(Natural-language object grounding data)
▬▬▬▬▬▬
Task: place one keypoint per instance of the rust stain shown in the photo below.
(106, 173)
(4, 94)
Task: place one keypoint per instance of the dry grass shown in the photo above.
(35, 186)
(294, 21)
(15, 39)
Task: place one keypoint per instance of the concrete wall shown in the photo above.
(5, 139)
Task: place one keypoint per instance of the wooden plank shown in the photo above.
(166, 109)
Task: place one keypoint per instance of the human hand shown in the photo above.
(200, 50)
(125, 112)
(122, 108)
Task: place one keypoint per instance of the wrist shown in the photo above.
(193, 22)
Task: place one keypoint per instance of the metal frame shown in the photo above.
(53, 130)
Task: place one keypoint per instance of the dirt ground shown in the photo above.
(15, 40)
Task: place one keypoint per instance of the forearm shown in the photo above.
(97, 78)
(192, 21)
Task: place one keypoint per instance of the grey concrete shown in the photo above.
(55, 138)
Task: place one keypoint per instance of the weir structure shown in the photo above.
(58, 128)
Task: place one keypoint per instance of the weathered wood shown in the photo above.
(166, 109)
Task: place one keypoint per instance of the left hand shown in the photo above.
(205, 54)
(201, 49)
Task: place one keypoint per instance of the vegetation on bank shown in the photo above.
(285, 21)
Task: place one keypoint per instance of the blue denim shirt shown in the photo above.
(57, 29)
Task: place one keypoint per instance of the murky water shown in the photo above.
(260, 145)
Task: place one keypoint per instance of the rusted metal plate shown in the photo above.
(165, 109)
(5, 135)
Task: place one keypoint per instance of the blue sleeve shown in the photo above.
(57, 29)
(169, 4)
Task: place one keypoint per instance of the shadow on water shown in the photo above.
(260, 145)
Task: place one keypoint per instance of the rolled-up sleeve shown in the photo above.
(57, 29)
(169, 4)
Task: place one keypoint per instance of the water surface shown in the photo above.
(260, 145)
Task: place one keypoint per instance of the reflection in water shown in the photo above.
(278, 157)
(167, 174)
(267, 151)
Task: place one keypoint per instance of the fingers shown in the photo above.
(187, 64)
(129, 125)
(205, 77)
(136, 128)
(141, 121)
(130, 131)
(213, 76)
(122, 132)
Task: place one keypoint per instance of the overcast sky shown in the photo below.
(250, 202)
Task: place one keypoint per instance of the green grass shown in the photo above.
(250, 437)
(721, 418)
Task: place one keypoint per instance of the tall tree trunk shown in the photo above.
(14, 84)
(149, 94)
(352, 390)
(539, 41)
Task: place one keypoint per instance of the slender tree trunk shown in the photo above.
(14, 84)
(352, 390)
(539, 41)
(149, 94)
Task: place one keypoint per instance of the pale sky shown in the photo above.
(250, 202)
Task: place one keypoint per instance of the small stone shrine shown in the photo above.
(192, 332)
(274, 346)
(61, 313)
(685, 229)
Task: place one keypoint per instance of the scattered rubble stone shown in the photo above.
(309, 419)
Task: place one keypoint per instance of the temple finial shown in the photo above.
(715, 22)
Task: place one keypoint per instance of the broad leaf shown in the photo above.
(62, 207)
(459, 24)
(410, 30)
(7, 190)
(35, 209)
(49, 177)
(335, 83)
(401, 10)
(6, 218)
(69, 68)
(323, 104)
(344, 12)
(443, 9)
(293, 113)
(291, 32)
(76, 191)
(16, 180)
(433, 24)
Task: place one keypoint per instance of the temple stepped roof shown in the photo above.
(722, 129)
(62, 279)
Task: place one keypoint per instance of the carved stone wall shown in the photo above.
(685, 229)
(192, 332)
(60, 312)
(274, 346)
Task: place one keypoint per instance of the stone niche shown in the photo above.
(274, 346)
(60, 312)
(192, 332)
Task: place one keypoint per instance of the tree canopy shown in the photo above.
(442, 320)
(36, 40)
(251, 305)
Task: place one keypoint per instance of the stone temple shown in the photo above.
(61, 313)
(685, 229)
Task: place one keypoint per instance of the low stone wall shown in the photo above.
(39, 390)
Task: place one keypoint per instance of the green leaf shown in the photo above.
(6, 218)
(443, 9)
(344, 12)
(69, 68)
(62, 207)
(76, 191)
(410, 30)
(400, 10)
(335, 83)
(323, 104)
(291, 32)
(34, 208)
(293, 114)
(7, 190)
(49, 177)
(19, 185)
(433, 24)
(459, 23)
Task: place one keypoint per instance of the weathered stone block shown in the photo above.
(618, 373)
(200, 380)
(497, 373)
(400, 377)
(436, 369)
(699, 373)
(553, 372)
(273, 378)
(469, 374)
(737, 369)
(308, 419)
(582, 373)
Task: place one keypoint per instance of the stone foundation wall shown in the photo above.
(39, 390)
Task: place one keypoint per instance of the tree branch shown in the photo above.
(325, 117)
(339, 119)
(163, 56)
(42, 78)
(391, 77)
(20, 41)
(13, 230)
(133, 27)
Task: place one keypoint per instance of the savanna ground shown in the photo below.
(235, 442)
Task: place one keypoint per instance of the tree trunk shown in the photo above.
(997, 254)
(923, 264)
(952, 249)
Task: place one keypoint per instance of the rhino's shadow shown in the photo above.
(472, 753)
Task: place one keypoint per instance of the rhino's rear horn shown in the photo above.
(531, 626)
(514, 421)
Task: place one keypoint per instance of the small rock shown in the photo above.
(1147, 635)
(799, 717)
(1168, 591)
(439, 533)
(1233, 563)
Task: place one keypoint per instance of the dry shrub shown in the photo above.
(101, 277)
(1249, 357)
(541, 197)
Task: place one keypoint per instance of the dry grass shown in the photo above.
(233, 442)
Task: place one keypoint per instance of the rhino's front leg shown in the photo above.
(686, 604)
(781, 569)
▬▬▬▬▬▬
= Exercise details =
Repeat each entry exactly as it was given.

= Answer for this exercise =
Task: place one keypoint per instance of the rust stain shown in the photo below.
(106, 173)
(4, 94)
Task: place one keypoint per instance of the dry grass shown in the photo above.
(35, 186)
(294, 21)
(15, 39)
Task: place one keypoint per instance of the concrete wall shown in the photo above.
(5, 139)
Task: place one keypoint per instance of the wooden plank shown in the photo above.
(166, 109)
Task: place one keypoint per instance of the human hand shown in the photo above.
(200, 50)
(125, 112)
(122, 108)
Task: place one keypoint per instance of the wrist shown in the photo above.
(193, 22)
Task: place one keypoint per instance of the metal frame shown in the photo above.
(53, 130)
Task: place one keypoint per instance of the dirt ground shown in the photo above.
(15, 40)
Task: place one keypoint per instance of the forearm shown in the photo above.
(97, 78)
(192, 21)
Task: place one keypoint per instance of the grey concrete shown in the photo above.
(55, 138)
Task: place one keypoint per instance of the weir structure shown in the photo above.
(58, 128)
Task: place one keypoint per instance of the weathered wood shown in the photo above.
(166, 109)
Task: place one keypoint per instance of the left hand shown in the photo above.
(205, 54)
(201, 49)
Task: place one keypoint per instance of the vegetation on bank shown in the photo above.
(285, 21)
Task: place one keypoint per instance of the blue denim shirt shown in the photo above.
(57, 29)
Task: place one keypoint per instance of the murky water shown in the photo above.
(260, 145)
Task: place one keypoint per instance of the rusted metal plate shown in the photo above.
(165, 109)
(5, 135)
Task: place one keypoint per instance of the blue sleeve shown in the photo above.
(57, 29)
(169, 4)
Task: place one keypoint per instance of the shadow on water shown in the photo above.
(260, 145)
Task: place one keypoint per instance of the rolled-up sleeve shown in the photo above.
(57, 29)
(169, 4)
Task: place one keypoint per instance of the water surface shown in the photo above.
(260, 145)
Task: place one keypoint per instance of the reflection in water shown in the photo above.
(278, 157)
(167, 174)
(267, 151)
Task: place one keypoint per instance of the fingers shown in the photo above.
(187, 64)
(129, 125)
(205, 77)
(136, 128)
(141, 121)
(130, 131)
(213, 76)
(122, 132)
Task: place one keypoint per instance of the overcast sky shown in the photo below.
(250, 202)
Task: place one keypoint per instance of the green grass shown in the photo above.
(250, 437)
(721, 418)
Task: place one keypoint per instance of the tall tree trunk shown in the photo above.
(14, 84)
(149, 94)
(352, 390)
(539, 41)
Task: place one keypoint per instance of the slender tree trunk shown in the photo above.
(14, 84)
(352, 390)
(539, 41)
(149, 94)
Task: place one keypoint per instance of the pale sky shown in the photo above.
(250, 202)
Task: place one keypoint per instance of the small stone shrine shown in the photo above.
(192, 332)
(274, 346)
(61, 313)
(685, 229)
Task: place one keypoint per instance of the scattered rubble stone shown in the photo above.
(309, 419)
Task: place one keypoint per instance of the temple finial shown in the photo above.
(715, 22)
Task: place one keypoint per instance of the broad leaf shown in the photo above.
(62, 207)
(459, 24)
(410, 30)
(7, 190)
(35, 209)
(49, 177)
(335, 83)
(401, 10)
(6, 218)
(69, 68)
(323, 104)
(344, 12)
(443, 9)
(293, 113)
(291, 32)
(76, 191)
(16, 180)
(433, 24)
Task: place one keypoint per instance of the temple stepped roof shown in the photo above.
(722, 129)
(62, 279)
Task: place one keypoint per instance of the carved stone wall shown in the photo above.
(685, 229)
(192, 332)
(60, 312)
(274, 346)
Task: place one keypoint per instance of the stone niche shown in the photo above.
(274, 346)
(60, 312)
(192, 332)
Task: place one keypoint per instance of the tree canopy shown in the photo above.
(442, 320)
(36, 40)
(251, 305)
Task: place one keypoint per instance of the stone temple shown in the photo above.
(61, 313)
(685, 229)
Task: place one keypoint per instance of the low stone wall shown in the photo above.
(39, 390)
Task: place one keypoint per instance of the green leaf shown in the photo above.
(6, 218)
(443, 9)
(344, 12)
(69, 68)
(62, 207)
(76, 191)
(410, 30)
(400, 10)
(335, 83)
(323, 104)
(291, 32)
(34, 208)
(293, 114)
(7, 190)
(49, 177)
(19, 185)
(433, 24)
(459, 23)
Task: place one keypoint per instance of the weathered stone block shown in the photo above.
(618, 373)
(200, 380)
(497, 373)
(400, 377)
(436, 369)
(699, 373)
(553, 372)
(273, 378)
(469, 374)
(737, 369)
(308, 419)
(582, 373)
Task: place one keypoint per instance of the stone foundation wall shown in the photo above.
(39, 390)
Task: place one keypoint per instance of the tree branch shown in the photo above.
(325, 117)
(339, 119)
(163, 56)
(42, 78)
(391, 77)
(20, 41)
(13, 230)
(133, 27)
Task: place one keypoint per instance of the savanna ground shown in the photo below.
(235, 442)
Task: place one keypoint per instance of the tree trunk shown in the photo above.
(997, 254)
(923, 264)
(952, 249)
Task: place one keypoint per instance of the rhino's shadow shown in the photo above.
(472, 753)
Task: place one keypoint per instance of the rhino's rear horn shown in the photo above.
(531, 626)
(514, 421)
Task: place one keypoint per instance of the small rock shown in the photo above.
(1147, 635)
(799, 717)
(1168, 591)
(439, 533)
(1233, 563)
Task: place one keypoint per instance of the dry shrub shown in the photo above.
(101, 277)
(1249, 357)
(541, 197)
Task: place one keypoint per instance of the dry grass shown in the photo above.
(233, 442)
Task: place one keypoint per instance of the rhino's front leg shown in the photo above.
(686, 604)
(781, 569)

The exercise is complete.